> EXTRACT PROVIDED
+++++

A failed academic and closing in on 40, Lewis is an embittered husk of a man. At his Ottawa university, he is at the bottom of the academic hierarchy: an adjunct lecturer forced to live off the ill-paying jobs left over by more successful colleagues. He watches with undisguised rancour as people much younger than him “find a place at the trough” – the tenure-track positions now well out of his reach. His abandoned thesis, lying in a cardboard box in the mouldy basement of his apartment above a video store, fills him only with “deep moral nausea.”

His home life is even more grim. After a sketchily alluded to “dreadful night,” his librarian wife, Meredith, no longer speaks to him. Lewis decides the only way out of his torpor lies in a manuscript he discovers stuck in the wrong file at the national archives. The manuscript suggests that Patrick James Whelan, hanged for the murder of Thomas D’Arcy McGee, was only one link in a more complicated plot to assassinate the Irish nationalist. Planning to plagiarize the text into a novel, Lewis spends his days copying it out, line by line.

+++++

> DATA SUPPLIED
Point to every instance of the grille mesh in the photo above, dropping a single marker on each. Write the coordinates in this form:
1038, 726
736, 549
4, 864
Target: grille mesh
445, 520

+++++

> WHAT YOU WILL DO
Resume the passage about Lewis, the failed Ottawa academic, from its last sentence.

> TASK RESULT
David Helwig has worked successfully in the novella form before, but this one might have benefitted from the extra distillation of a short story. Helwig has a marvellous, comedic aptitude for description and a refreshingly broad vocabulary. (I’ve only come across the word “ithyphallic” twice – both times were in his books. Here we also get “exophthalmic eyes.”)

But Helwig’s gifts get away from him a bit here – too many recastings of Lewis’ shambolic life have the effect of stretching the novella’s clever, engaging premise a few degrees further than the book’s structure can handle.

 

Reviewer: Emily Donaldson

Publisher: Oberon Press

DETAILS

Price: $18.95

Page Count: 64 pp

Format: Paper

ISBN: 978-0-77801-373-0

Released: Oct.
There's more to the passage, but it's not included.